Work instructions: Transcribe the material below exactly as it appears.

Data supplied:
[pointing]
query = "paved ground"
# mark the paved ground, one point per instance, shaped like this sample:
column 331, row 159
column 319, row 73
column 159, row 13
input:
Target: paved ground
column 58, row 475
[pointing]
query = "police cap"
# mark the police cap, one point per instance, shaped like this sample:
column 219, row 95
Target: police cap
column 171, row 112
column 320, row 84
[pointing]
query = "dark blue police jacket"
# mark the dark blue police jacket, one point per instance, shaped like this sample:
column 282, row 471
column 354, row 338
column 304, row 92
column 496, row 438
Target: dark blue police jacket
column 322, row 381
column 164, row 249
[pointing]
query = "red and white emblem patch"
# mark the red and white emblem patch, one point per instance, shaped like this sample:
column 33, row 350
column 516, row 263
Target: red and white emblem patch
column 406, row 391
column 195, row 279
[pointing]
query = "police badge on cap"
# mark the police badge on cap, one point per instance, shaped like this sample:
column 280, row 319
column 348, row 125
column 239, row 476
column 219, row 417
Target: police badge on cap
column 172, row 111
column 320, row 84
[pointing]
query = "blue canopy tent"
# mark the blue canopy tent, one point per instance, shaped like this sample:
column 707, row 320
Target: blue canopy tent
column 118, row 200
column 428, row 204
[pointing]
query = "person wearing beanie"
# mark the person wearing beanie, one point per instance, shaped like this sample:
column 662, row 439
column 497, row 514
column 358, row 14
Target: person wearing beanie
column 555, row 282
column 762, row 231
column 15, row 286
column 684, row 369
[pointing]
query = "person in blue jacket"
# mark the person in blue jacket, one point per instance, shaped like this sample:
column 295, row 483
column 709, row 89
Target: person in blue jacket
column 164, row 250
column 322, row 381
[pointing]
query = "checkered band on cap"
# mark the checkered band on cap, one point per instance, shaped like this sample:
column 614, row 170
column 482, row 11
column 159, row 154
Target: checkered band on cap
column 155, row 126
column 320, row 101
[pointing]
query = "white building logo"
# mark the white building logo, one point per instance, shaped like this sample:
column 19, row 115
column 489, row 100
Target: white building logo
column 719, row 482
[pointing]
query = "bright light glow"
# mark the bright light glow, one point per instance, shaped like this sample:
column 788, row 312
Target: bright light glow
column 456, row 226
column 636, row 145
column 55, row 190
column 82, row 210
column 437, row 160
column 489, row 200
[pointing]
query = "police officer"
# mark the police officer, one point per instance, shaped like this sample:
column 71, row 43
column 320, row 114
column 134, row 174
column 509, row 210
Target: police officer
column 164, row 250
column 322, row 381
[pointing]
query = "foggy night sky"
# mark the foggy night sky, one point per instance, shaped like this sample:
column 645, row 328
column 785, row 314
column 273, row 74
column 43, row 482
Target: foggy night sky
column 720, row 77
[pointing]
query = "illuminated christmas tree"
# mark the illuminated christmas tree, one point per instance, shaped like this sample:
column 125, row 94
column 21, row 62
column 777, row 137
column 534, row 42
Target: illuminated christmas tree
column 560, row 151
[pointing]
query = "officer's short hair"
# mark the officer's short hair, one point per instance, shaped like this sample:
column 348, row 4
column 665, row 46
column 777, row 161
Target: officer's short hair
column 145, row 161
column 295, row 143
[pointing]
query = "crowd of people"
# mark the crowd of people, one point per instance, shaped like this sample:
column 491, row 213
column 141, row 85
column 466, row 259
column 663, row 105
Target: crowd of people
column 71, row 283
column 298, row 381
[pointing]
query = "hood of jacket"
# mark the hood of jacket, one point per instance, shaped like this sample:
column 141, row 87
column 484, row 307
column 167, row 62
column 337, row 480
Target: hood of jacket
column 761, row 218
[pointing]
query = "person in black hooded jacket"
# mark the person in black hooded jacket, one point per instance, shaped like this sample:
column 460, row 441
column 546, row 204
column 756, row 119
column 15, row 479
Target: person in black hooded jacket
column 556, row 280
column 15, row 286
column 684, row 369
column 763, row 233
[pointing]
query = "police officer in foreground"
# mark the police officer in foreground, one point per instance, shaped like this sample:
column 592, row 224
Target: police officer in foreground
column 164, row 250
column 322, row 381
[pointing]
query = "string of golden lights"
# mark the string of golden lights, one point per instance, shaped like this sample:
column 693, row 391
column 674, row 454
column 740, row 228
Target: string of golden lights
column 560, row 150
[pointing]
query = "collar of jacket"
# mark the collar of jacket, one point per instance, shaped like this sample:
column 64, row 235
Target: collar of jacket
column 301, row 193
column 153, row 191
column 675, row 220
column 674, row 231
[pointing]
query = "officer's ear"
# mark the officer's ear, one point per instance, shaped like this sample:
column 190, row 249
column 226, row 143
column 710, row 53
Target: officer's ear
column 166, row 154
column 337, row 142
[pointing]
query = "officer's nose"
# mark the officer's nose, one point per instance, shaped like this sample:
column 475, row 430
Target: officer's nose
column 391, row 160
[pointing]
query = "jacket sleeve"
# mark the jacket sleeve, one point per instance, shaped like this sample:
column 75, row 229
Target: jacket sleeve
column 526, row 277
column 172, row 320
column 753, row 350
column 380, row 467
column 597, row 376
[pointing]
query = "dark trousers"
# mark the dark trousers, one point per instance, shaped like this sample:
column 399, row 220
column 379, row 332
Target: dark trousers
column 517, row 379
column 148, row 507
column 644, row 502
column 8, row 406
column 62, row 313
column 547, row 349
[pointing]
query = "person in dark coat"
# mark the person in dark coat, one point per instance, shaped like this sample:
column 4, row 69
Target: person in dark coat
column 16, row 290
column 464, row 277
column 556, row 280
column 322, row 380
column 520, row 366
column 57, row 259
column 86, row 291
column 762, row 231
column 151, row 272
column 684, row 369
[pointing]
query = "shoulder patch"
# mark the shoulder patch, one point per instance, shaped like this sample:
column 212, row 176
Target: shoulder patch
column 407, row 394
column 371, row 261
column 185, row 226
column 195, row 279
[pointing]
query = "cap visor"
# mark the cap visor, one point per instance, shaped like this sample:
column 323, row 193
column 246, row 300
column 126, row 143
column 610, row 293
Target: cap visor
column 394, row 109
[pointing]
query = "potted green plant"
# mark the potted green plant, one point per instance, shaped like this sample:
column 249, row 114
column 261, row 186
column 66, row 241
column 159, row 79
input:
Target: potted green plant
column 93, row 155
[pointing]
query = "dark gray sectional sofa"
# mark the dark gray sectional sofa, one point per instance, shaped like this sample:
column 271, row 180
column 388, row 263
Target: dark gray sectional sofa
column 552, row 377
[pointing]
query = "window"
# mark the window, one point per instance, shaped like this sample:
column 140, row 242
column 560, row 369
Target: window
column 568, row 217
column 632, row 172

Answer for the task:
[pointing]
query = "paved ground"
# mark the paved ground, one point per instance, shaped like this sample:
column 331, row 159
column 319, row 73
column 159, row 13
input:
Target: paved ground
column 58, row 475
[pointing]
query = "police cap"
# mark the police cap, one point per instance, shaped like this sample:
column 219, row 95
Target: police cap
column 171, row 112
column 320, row 84
[pointing]
query = "dark blue police jacket"
# mark the dark blue police jacket, one point per instance, shaped like this sample:
column 282, row 471
column 354, row 338
column 304, row 92
column 496, row 438
Target: dark blue police jacket
column 322, row 381
column 164, row 249
[pointing]
query = "red and white emblem patch"
# mark the red and white emblem patch, one point per instance, shaped like this sample:
column 33, row 350
column 516, row 263
Target: red and white emblem patch
column 406, row 391
column 195, row 279
[pointing]
query = "police badge on cap"
# mark the police badge on cap, one point per instance, shaped like this sample:
column 280, row 319
column 348, row 125
column 239, row 476
column 219, row 417
Target: police badge on cap
column 172, row 111
column 320, row 84
[pointing]
query = "blue canopy tent"
# mark the blue canopy tent, one point per instance, shaped like this sample:
column 707, row 320
Target: blue canopy tent
column 118, row 200
column 428, row 204
[pointing]
query = "person wearing beanie"
# mark the person wearing beanie, one point per instance, shaped like this sample:
column 662, row 439
column 497, row 514
column 358, row 14
Target: person wearing beanie
column 555, row 282
column 762, row 231
column 15, row 286
column 684, row 369
[pointing]
query = "person in blue jacket"
# mark the person in blue jacket, one point per instance, shaped like this sample:
column 295, row 483
column 709, row 89
Target: person in blue jacket
column 164, row 250
column 322, row 381
[pointing]
query = "checkered band on cap"
# mark the checkered band on cap, one point per instance, shaped like this sample:
column 614, row 170
column 482, row 11
column 159, row 154
Target: checkered band on cap
column 155, row 126
column 320, row 101
[pointing]
query = "white building logo"
# mark the white building logo, one point per instance, shaped like this sample:
column 19, row 115
column 489, row 100
Target: white building logo
column 719, row 482
[pointing]
query = "bright light glow"
# mark the bright light glow, one point per instance, shaped like this sample:
column 788, row 312
Target: bright light glow
column 456, row 226
column 636, row 145
column 55, row 190
column 82, row 210
column 437, row 160
column 489, row 200
[pointing]
query = "police officer"
# mark the police officer, one point per instance, shaped like this sample:
column 71, row 43
column 320, row 114
column 134, row 174
column 509, row 210
Target: police officer
column 164, row 250
column 322, row 381
[pointing]
query = "foggy night sky"
# mark the foggy night sky, one point per instance, shaped like this sample:
column 645, row 328
column 785, row 314
column 273, row 74
column 43, row 482
Target: foggy night sky
column 720, row 77
[pointing]
query = "illuminated christmas tree"
# mark the illuminated christmas tree, one point per instance, shaped like this sample:
column 125, row 94
column 21, row 62
column 777, row 137
column 534, row 42
Target: illuminated christmas tree
column 560, row 151
[pointing]
query = "officer's short hair"
# mark the officer's short hair, one point per instance, shaped like this sample:
column 348, row 4
column 665, row 46
column 777, row 161
Target: officer's short hair
column 145, row 161
column 295, row 143
[pointing]
query = "crowd of people"
# mark the crowd of people, one point per instance, shaped like this sample:
column 491, row 213
column 141, row 85
column 466, row 259
column 663, row 105
Target: crowd of people
column 71, row 283
column 298, row 381
[pointing]
query = "hood of jacket"
# mark the hood of jacket, one point per instance, shaped like this sample:
column 141, row 87
column 484, row 307
column 167, row 62
column 337, row 480
Target: hood of jacket
column 761, row 218
[pointing]
query = "person in black hooded jacket"
# mark the person in black hooded jacket, one point per instance, shaped like this sample:
column 460, row 441
column 546, row 204
column 756, row 119
column 15, row 479
Target: person in black hooded jacket
column 556, row 280
column 15, row 286
column 684, row 369
column 763, row 233
[pointing]
query = "police officer in foreground"
# mark the police officer in foreground, one point per instance, shaped like this sample:
column 592, row 224
Target: police officer in foreground
column 164, row 250
column 322, row 381
[pointing]
query = "string of golden lights"
# mark the string of golden lights, one point per instance, shaped like this sample:
column 693, row 391
column 674, row 454
column 740, row 228
Target: string of golden lights
column 560, row 150
[pointing]
query = "collar of jacket"
# mark the collar of jacket, one point per instance, shaped like this sample:
column 64, row 235
Target: collar of jacket
column 301, row 193
column 153, row 191
column 675, row 220
column 674, row 231
[pointing]
query = "officer's ear"
# mark the officer's ear, one point per instance, shaped like this sample:
column 190, row 249
column 226, row 143
column 710, row 53
Target: officer's ear
column 166, row 154
column 337, row 142
[pointing]
query = "officer's nose"
# mark the officer's nose, one point per instance, shaped like this sample:
column 475, row 430
Target: officer's nose
column 391, row 160
[pointing]
query = "jacket sleeve"
# mark the jacket sleeve, one point per instance, shaped like this sample:
column 75, row 229
Target: jacket sleeve
column 526, row 277
column 172, row 320
column 753, row 350
column 380, row 467
column 597, row 376
[pointing]
query = "dark trousers"
# mark the dark trousers, one point per instance, shaped like this sample:
column 399, row 220
column 379, row 332
Target: dark trousers
column 517, row 379
column 148, row 507
column 644, row 502
column 8, row 406
column 62, row 313
column 547, row 349
[pointing]
query = "person in dark coat"
# mark the person in dark coat, one point per instance, shaped like this sample:
column 4, row 69
Target: person in dark coat
column 16, row 290
column 464, row 277
column 556, row 280
column 322, row 380
column 520, row 366
column 57, row 259
column 86, row 291
column 762, row 231
column 151, row 272
column 684, row 369
[pointing]
query = "shoulder patch"
# mark the shoulder patch, one point per instance, shaped like this sample:
column 212, row 176
Target: shoulder patch
column 407, row 394
column 371, row 261
column 185, row 226
column 195, row 279
[pointing]
query = "cap visor"
# mark the cap visor, one point per instance, shaped like this sample:
column 323, row 193
column 246, row 300
column 126, row 143
column 610, row 293
Target: cap visor
column 394, row 109
[pointing]
query = "potted green plant"
# mark the potted green plant, one point per instance, shaped like this sample:
column 249, row 114
column 261, row 186
column 66, row 241
column 159, row 79
input:
Target: potted green plant
column 93, row 155
[pointing]
query = "dark gray sectional sofa"
# mark the dark gray sectional sofa, one point per instance, shaped like this sample:
column 271, row 180
column 388, row 263
Target: dark gray sectional sofa
column 552, row 377
[pointing]
query = "window"
# mark the window, one point per instance, shaped like this sample:
column 140, row 242
column 560, row 369
Target: window
column 568, row 217
column 632, row 172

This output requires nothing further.